- **Description of the task**: Scan the records for the line containing "Note to the class: point out the student's"; extract it and all later lines, verbatim, through the end, and nothing before it.

- **Entries provided**:
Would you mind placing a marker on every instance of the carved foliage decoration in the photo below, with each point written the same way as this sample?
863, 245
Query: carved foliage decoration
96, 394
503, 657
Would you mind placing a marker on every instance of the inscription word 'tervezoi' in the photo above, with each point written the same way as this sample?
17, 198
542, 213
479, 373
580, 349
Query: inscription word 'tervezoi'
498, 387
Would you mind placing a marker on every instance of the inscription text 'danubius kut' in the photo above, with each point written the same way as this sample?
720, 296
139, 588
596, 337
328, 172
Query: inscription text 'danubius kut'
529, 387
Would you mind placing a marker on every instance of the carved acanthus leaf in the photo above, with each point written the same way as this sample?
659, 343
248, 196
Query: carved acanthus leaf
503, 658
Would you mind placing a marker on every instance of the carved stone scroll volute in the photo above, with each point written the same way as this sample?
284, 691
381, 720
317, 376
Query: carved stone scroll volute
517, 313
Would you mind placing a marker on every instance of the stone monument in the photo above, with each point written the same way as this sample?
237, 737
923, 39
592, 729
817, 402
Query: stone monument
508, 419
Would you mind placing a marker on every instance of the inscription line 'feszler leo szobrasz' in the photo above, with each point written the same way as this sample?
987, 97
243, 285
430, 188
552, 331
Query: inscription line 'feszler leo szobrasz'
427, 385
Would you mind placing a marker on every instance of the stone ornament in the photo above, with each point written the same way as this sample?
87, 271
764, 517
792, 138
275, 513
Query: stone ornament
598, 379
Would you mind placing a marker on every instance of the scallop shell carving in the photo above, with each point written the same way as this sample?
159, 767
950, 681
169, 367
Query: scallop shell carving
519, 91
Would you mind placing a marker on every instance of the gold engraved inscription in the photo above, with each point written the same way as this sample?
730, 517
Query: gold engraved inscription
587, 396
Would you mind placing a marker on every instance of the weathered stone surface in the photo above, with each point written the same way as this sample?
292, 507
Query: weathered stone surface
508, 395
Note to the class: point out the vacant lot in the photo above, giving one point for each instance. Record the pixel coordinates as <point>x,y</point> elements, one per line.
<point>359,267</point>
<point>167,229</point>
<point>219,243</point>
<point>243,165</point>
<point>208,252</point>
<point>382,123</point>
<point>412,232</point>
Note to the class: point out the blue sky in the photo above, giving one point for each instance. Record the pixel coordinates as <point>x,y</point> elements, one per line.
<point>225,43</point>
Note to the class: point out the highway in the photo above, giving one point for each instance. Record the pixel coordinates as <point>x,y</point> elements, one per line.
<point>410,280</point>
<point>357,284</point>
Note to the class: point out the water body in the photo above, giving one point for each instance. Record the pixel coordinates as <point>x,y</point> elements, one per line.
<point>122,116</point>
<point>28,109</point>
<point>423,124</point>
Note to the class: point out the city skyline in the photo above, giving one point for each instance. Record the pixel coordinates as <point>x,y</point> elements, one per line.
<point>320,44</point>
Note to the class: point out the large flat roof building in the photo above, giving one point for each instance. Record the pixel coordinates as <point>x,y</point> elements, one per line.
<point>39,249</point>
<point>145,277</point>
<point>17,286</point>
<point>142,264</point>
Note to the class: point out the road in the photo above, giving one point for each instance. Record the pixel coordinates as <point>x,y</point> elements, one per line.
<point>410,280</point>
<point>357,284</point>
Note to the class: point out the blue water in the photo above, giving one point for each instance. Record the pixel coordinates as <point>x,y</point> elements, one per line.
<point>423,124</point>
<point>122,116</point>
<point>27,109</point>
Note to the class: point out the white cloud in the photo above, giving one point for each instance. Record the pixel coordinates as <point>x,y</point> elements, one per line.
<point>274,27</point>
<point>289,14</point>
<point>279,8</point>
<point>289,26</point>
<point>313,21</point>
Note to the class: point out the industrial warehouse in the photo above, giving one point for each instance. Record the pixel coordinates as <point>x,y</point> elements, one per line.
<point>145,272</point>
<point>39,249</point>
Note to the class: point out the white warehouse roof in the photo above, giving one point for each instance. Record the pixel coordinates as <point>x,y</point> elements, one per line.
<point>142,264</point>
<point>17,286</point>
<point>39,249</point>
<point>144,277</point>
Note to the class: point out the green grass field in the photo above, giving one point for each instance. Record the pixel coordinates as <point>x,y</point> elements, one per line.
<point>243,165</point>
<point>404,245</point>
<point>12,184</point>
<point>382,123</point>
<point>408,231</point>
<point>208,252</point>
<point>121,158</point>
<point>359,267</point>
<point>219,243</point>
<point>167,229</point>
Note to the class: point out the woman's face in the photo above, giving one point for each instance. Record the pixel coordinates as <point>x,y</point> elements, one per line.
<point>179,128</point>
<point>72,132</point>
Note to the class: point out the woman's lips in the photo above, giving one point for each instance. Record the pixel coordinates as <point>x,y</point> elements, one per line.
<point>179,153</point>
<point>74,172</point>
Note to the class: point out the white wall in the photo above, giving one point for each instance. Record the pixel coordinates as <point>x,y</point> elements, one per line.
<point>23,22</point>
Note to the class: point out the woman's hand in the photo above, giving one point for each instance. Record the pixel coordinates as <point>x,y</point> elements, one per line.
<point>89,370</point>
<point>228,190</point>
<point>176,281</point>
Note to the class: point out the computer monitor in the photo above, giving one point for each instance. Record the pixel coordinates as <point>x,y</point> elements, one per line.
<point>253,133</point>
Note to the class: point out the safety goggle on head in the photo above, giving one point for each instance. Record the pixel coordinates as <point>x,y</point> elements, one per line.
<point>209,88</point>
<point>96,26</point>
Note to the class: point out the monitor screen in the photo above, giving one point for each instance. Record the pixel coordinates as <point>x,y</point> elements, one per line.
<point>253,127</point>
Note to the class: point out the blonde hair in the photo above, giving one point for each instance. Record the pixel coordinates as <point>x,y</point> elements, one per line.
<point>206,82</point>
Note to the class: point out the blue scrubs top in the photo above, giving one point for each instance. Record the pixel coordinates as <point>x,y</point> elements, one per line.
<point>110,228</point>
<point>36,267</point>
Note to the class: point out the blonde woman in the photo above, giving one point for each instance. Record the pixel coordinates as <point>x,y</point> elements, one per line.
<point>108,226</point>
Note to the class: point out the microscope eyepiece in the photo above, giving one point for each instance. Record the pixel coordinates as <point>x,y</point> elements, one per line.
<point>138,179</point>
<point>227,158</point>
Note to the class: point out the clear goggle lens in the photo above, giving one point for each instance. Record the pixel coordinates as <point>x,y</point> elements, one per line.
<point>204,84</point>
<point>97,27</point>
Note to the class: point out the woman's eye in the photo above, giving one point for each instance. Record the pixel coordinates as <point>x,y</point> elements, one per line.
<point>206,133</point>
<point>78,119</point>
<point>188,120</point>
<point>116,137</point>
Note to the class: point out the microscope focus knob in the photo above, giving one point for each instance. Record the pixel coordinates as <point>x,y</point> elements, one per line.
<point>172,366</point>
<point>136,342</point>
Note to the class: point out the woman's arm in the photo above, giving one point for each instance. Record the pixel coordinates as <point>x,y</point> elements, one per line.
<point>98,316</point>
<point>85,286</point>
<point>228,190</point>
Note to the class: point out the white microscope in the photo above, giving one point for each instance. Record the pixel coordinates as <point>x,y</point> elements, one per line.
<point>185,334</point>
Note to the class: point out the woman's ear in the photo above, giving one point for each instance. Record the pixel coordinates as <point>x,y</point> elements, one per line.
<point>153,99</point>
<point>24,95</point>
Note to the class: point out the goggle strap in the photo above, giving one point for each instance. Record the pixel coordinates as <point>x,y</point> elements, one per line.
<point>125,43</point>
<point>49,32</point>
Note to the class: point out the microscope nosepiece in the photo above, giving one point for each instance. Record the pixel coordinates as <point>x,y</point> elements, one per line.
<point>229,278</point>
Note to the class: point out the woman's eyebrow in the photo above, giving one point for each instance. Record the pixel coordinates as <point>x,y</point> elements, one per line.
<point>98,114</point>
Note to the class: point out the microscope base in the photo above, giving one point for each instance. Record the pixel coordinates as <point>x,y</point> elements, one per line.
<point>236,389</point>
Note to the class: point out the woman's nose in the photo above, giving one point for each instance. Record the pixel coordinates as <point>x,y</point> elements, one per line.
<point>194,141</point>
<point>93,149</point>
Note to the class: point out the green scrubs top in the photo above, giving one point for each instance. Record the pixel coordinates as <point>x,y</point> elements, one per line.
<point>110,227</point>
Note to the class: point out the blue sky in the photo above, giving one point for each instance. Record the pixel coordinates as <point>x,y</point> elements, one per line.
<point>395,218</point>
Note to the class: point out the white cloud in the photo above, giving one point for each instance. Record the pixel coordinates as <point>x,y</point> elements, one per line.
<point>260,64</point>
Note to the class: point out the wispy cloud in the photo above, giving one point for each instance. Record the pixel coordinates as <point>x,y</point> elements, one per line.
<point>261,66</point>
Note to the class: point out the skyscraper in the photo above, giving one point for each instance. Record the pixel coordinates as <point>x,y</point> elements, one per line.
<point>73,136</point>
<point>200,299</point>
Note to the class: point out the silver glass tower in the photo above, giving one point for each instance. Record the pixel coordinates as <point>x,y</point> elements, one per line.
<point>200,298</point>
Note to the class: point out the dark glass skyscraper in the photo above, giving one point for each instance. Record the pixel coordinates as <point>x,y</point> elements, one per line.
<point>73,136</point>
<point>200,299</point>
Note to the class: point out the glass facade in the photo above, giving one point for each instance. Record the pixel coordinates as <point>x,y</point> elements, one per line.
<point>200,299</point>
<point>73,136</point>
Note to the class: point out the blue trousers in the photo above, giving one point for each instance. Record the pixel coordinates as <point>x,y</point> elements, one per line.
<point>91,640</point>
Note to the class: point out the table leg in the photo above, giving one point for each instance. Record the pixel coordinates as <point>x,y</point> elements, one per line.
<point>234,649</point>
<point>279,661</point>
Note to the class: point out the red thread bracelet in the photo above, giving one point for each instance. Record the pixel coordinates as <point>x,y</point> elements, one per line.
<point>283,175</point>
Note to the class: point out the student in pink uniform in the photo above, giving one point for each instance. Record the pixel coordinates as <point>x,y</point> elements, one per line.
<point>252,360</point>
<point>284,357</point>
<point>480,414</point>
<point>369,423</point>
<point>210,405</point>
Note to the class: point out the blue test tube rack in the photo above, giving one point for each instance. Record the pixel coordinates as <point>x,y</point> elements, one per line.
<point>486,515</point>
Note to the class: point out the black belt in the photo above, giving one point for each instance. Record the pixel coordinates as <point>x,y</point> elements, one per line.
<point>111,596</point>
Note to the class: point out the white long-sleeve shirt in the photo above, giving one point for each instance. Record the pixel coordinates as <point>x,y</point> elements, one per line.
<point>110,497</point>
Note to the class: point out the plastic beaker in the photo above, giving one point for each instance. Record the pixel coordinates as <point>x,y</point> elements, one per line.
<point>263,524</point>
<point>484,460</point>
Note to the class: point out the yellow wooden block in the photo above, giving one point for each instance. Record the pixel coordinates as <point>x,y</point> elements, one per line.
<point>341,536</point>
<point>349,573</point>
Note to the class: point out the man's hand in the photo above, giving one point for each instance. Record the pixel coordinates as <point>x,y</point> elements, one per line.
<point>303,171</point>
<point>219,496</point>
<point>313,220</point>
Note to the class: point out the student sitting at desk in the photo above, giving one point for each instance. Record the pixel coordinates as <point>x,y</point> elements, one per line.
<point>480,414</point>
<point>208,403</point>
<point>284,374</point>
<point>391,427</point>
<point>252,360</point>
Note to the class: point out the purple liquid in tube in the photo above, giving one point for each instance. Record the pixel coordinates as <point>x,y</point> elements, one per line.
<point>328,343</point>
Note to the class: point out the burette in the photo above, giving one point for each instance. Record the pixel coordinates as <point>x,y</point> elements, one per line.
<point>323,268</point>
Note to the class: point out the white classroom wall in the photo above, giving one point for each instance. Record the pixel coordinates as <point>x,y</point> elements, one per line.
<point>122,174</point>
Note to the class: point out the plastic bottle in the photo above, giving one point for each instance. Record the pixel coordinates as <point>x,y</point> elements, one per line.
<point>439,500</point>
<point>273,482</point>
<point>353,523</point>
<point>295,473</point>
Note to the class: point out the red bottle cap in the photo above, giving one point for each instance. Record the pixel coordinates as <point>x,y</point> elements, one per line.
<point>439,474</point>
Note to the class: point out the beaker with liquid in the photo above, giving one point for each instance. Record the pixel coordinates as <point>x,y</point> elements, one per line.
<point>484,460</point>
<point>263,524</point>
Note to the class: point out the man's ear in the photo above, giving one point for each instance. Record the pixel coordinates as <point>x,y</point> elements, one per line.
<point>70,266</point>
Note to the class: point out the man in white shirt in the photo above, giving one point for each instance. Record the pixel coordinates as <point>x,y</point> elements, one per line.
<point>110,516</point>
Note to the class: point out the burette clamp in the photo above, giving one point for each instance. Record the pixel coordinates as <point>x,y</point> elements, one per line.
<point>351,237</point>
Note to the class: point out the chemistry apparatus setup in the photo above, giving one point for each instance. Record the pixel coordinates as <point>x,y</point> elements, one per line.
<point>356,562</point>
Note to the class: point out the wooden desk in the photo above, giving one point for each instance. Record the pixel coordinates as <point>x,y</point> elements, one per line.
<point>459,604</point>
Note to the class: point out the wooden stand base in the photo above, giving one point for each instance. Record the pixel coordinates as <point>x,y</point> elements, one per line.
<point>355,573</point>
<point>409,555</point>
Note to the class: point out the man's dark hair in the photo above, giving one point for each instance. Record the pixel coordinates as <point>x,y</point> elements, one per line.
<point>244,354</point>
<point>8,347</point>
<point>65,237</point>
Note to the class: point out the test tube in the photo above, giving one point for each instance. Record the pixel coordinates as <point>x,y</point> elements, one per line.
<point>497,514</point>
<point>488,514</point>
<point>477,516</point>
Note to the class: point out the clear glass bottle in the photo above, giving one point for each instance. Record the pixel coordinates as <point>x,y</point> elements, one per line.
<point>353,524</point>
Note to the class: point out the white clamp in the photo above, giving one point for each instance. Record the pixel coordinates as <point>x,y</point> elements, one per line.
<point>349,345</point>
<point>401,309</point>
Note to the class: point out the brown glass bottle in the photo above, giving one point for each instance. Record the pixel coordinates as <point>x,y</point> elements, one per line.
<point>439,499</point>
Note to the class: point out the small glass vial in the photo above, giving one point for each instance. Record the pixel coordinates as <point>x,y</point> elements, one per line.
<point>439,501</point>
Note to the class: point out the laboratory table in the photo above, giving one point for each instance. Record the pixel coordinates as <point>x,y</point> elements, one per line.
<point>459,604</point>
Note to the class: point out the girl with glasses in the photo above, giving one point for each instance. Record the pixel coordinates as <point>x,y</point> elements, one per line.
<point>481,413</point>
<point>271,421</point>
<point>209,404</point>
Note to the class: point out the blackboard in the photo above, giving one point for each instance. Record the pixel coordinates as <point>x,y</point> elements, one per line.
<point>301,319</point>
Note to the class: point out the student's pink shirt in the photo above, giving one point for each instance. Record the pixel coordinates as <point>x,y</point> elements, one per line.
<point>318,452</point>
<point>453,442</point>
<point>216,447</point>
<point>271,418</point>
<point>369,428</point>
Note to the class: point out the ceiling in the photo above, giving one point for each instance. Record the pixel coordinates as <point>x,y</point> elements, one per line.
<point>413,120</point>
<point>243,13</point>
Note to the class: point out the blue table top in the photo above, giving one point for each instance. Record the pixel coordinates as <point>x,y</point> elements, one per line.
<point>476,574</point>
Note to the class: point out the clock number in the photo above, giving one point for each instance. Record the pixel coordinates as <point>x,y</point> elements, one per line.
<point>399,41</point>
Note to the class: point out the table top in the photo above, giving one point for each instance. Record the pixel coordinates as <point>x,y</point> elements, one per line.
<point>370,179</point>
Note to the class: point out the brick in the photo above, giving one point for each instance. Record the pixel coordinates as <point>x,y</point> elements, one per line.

- **The output**:
Note to the class: point out the student's pink shirt in the photo above, giving one point for each instance. Record the pixel coordinates as <point>x,y</point> elements, one per line.
<point>318,452</point>
<point>453,442</point>
<point>216,447</point>
<point>271,418</point>
<point>369,428</point>
Note to the class: point out the ceiling in the photo above, giving one point for each instance. Record the pixel coordinates as <point>x,y</point> elements, one per line.
<point>413,120</point>
<point>243,13</point>
Note to the class: point out the blue table top in the photo above, giving one point for each instance. Record the pixel coordinates as <point>x,y</point> elements, one per line.
<point>476,574</point>
Note to the class: point out the clock number in the photo above, giving one point for each instance. Record the pixel coordinates as <point>x,y</point> elements, one per line.
<point>399,41</point>
Note to the class: point out the table top in the photo above, giving one point for each instance. Record the pixel coordinates as <point>x,y</point> elements, one per line.
<point>370,179</point>
Note to the class: point out the brick in the photo above, giving one point for each instance. Record the pixel coordinates as <point>x,y</point> elements, one per line.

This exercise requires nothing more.